- **Document excerpt**:
++++
Sharp was fortunate to find several patrons around 1902 who routinely purchased the Native American portraits he painted at the turn of the century, among whom were Phoebe Hearst in California and Joseph G. Butler, Jr. in Ohio. Sharp’s Native American heads, which had also been purchased by the Bureau of Ethnology at the Smithsonian Institution in 1902, were frequently identified as historical documents, but Sharp clearly intended to be known not just as an historian, but as an artist.
Undoubtedly created to establish Sharp’s artistic credentials, the elements of Ration Day at the Reservation are drawn from a variety of sources. The plastered building with a blue-frame door is reminiscent of the architecture of Sharp’s own home in Taos, which he purchased in 1908, including the buffalo skull, which hung over a door in the building he used as a studio. The Native Americans, not specific to any one tribe, are wrapped in commercial blankets, frequently of government issue. From yet another source, Plains beadwork is evident in several pairs of moccasins and on the leather dress worn by the seated woman to the left.
++++
- **Items**:
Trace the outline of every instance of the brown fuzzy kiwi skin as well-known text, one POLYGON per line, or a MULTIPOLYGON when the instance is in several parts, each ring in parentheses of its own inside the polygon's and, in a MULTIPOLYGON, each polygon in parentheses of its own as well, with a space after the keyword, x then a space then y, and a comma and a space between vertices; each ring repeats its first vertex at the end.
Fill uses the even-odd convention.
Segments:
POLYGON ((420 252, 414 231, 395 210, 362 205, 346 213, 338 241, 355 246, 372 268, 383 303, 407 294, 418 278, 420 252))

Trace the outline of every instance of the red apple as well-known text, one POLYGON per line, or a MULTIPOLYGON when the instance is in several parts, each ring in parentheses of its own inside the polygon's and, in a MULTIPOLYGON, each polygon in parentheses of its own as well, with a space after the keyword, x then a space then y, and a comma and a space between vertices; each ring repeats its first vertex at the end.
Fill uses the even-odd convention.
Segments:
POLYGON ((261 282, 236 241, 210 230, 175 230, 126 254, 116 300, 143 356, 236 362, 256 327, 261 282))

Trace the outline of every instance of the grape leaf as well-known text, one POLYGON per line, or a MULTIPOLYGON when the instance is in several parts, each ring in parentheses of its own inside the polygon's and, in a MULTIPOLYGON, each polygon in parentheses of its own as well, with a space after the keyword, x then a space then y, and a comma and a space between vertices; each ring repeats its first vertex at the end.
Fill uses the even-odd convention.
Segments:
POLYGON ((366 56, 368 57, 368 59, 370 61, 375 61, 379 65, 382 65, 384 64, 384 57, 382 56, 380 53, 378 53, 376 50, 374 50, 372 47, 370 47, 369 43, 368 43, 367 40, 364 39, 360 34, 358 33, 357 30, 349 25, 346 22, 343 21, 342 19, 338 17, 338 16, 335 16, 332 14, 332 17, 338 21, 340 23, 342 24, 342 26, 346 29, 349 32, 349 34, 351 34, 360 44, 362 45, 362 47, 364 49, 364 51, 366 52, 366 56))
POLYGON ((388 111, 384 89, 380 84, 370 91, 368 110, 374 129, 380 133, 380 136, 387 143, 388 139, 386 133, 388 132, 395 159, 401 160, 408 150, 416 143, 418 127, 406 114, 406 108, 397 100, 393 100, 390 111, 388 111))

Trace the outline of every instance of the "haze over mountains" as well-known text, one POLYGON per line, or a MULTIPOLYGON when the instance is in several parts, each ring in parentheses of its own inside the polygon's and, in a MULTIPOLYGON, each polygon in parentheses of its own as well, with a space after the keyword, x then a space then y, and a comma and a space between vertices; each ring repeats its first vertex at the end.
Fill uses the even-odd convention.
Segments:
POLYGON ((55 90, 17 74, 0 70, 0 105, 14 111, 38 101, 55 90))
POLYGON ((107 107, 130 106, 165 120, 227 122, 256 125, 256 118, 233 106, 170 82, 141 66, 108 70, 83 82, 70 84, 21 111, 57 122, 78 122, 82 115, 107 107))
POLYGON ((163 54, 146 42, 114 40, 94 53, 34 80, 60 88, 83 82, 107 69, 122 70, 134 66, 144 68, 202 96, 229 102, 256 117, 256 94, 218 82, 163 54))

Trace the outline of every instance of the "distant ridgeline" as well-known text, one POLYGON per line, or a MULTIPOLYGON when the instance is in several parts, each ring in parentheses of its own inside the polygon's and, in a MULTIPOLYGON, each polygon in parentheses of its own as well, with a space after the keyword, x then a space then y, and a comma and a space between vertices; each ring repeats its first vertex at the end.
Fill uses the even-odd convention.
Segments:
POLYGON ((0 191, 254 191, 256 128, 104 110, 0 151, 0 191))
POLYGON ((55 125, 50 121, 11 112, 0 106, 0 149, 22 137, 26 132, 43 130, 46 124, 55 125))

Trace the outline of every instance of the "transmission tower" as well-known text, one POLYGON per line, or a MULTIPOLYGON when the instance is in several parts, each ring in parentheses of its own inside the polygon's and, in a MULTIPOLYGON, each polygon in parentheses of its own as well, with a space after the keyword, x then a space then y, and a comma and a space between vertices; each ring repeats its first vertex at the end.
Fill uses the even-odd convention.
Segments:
++++
- **Exercise instructions**:
**a.** Translate this sentence from the text about Sharp's Ration Day at the Reservation into Spanish: "The Native Americans, not specific to any one tribe, are wrapped in commercial blankets, frequently of government issue."
**b.** From the text about Sharp's Ration Day at the Reservation, set down word for word the part that opens with the words containing "Sharp was fortunate" and closes with "as an artist.".
**c.** According to the text about Sharp's Ration Day at the Reservation, in what year did Sharp purchase his home in Taos?

- **Solutions per task**:
**a.** Los nativos americanos, que no pertenecen a ninguna tribu en particular, están envueltos en mantas comerciales, con frecuencia entregadas por el gobierno.

**b.**
Sharp was fortunate to find several patrons around 1902 who routinely purchased the Native American portraits he painted at the turn of the century, among whom were Phoebe Hearst in California and Joseph G. Butler, Jr. in Ohio. Sharp’s Native American heads, which had also been purchased by the Bureau of Ethnology at the Smithsonian Institution in 1902, were frequently identified as historical documents, but Sharp clearly intended to be known not just as an historian, but as an artist.

**c.** 1908